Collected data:
- - - -

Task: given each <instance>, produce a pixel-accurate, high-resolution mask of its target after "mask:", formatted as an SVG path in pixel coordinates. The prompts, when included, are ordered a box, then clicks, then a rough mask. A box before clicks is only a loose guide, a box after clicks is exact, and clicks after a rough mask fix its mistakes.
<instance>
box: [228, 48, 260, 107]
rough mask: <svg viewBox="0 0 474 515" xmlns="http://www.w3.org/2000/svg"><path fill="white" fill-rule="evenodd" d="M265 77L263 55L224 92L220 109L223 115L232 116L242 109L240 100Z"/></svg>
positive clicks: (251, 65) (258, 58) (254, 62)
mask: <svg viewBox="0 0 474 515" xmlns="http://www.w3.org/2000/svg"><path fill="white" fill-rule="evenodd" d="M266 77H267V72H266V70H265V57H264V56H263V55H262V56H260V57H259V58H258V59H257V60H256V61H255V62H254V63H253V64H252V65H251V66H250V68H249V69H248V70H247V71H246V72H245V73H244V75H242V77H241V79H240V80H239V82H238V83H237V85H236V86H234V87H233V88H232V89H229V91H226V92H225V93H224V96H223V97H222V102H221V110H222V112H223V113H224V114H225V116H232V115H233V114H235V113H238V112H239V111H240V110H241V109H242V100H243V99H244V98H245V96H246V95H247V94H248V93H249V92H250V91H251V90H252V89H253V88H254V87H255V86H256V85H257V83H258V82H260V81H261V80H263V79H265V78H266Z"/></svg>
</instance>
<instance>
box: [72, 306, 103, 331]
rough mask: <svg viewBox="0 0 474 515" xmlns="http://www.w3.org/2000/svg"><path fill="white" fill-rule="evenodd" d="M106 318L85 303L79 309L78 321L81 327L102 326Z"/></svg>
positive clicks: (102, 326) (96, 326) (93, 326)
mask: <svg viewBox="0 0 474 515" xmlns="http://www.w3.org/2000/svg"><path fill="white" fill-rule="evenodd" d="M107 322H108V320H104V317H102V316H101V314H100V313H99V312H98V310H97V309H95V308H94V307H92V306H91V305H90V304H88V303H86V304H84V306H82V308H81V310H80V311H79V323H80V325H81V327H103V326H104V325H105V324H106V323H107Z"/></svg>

- - - -

Number every line of the material above as a list, and leave out any blank lines.

1. Task: given each <instance>, produce a pixel-accurate, high-resolution mask of its target after "mask:", formatted as an SVG path in pixel coordinates. The prompts, when included, are ordered a box, then clicks, then a rough mask. A box before clicks is only a loose guide, a box after clicks is exact, and clicks after a rough mask fix its mistakes.
2. <instance>
3. box: [228, 48, 260, 107]
4. rough mask: <svg viewBox="0 0 474 515" xmlns="http://www.w3.org/2000/svg"><path fill="white" fill-rule="evenodd" d="M265 77L263 55L224 92L220 109L223 115L232 116L242 109L240 100Z"/></svg>
5. positive clicks: (251, 65) (258, 58) (254, 62)
6. mask: <svg viewBox="0 0 474 515" xmlns="http://www.w3.org/2000/svg"><path fill="white" fill-rule="evenodd" d="M266 77H267V72H266V70H265V57H264V56H263V55H262V56H260V57H259V58H258V59H257V60H256V61H255V62H254V63H253V64H252V65H251V66H250V68H249V69H248V70H247V71H246V72H245V73H244V75H242V77H241V79H240V80H239V82H238V83H237V85H236V86H234V87H233V88H232V89H229V91H226V92H225V93H224V96H223V97H222V102H221V110H222V112H223V113H224V114H225V116H232V115H233V114H235V113H238V112H239V111H240V110H241V109H242V100H243V99H244V98H245V96H246V95H247V94H248V93H249V92H250V91H251V90H252V89H253V88H254V87H255V86H256V85H257V83H258V82H260V81H261V80H263V79H265V78H266Z"/></svg>
7. </instance>
8. <instance>
9. box: [72, 306, 103, 331]
10. rough mask: <svg viewBox="0 0 474 515" xmlns="http://www.w3.org/2000/svg"><path fill="white" fill-rule="evenodd" d="M106 318L85 303L79 309L78 321L81 327L102 326Z"/></svg>
11. positive clicks: (102, 326) (96, 326) (93, 326)
12. mask: <svg viewBox="0 0 474 515" xmlns="http://www.w3.org/2000/svg"><path fill="white" fill-rule="evenodd" d="M107 322H108V320H104V317H102V316H101V314H100V313H99V312H98V310H97V309H95V308H94V307H92V306H91V305H90V304H88V303H86V304H84V306H82V308H81V310H80V311H79V323H80V325H81V327H103V326H104V325H105V324H106V323H107Z"/></svg>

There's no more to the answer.